Task objective
Write the next part of the page describing the data citation metric, starting after its last sentence.

Study text
Can apply to: Research datasets and data publications
Metric definition: The number of times that a dataset or data publication have been included in the reference lists of published articles, books, conference proceedings, or other documents.
Metric calculation: Citations are typically counted if found in reference lists of scholarly works that conform to particular formatting standards (which vary by data provider; see Transparency section below).
Data sources: Dataset citations from Datacite, Google Scholar, and Web of Science; data publication citations from Crossref, Dimensions, Scopus, Google Scholar, and Web of Science
Appropriate use cases: Demonstrating the scholarly influence of data. Specifically, data citations should be used to understand how often research data has been reused in others’ studies, thereby indicating advancement of the field. Some fields (e.g.,crystallography and genomics) practice data citation at higher rates than others, and therefore evaluation of research from those fields may be more suitable scenarios for using data citations.
- Data citation is still relatively rarely practiced, with only half of journals providing instruction for how to cite data and more than 88% of all Data Citation Index records going uncited. 61% of articles in the social sciences fail to provide any type of citation to the dataset.

Source material

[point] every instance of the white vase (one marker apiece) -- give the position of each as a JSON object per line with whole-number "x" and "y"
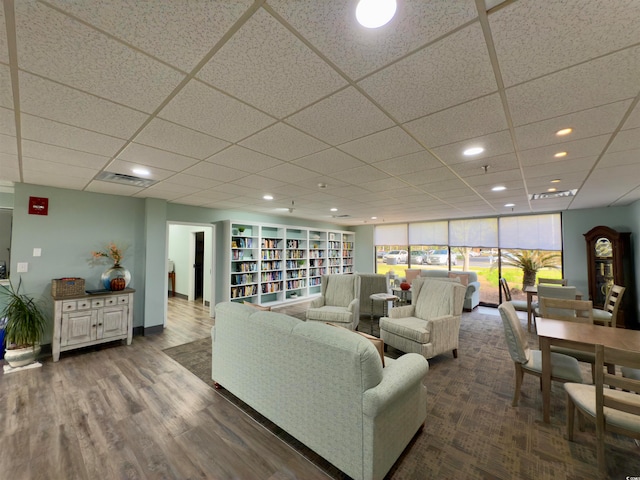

Written response
- Citations standards vary from one field to another, making it difficult to compare citation rates across disciplines. Disciplinary coverage in the Data Citation Index (as of 2017) is skewed, favoring the life sciences (48% of records) over the social sciences (20%), physical sciences (23%), arts & humanities (7%), and multidisciplinary research (2%).
- The availability of data should be taken into account when attempting to make comparisons for data citation rates against other data sets, as in some disciplines, open access data is cited at higher rates (up to 69% higher for cancer research).
Inappropriate use cases: Citation counts are a measure of impact and visibility but should not be interpreted as a direct measure of quality. Citation counts from datasets in different scientific disciplines should not be compared without normalization to account for disciplinary variance.
Transparency: Datacite offers a clear methodology for how the service tracks data citations, as well as an open Event Data API for finding data citations. The Data Citation Index is fully transparent regarding the data repositories it indexes, and has released guidelines explaining how Web of Science uses properly formed citations to datasets in order to calculate citations for the DCI. Google Scholar can index any content that conforms to their formatting guidelines, but is designed to primarily index journal articles, monographs, and other “print” outputs.
Timeframe: Datasets from any year can be referenced in scholarly literature. Data Citation Index includes citations to data from 1800 onwards, with 90% of data indexed since 2007 and 99% of data indexed since 1995.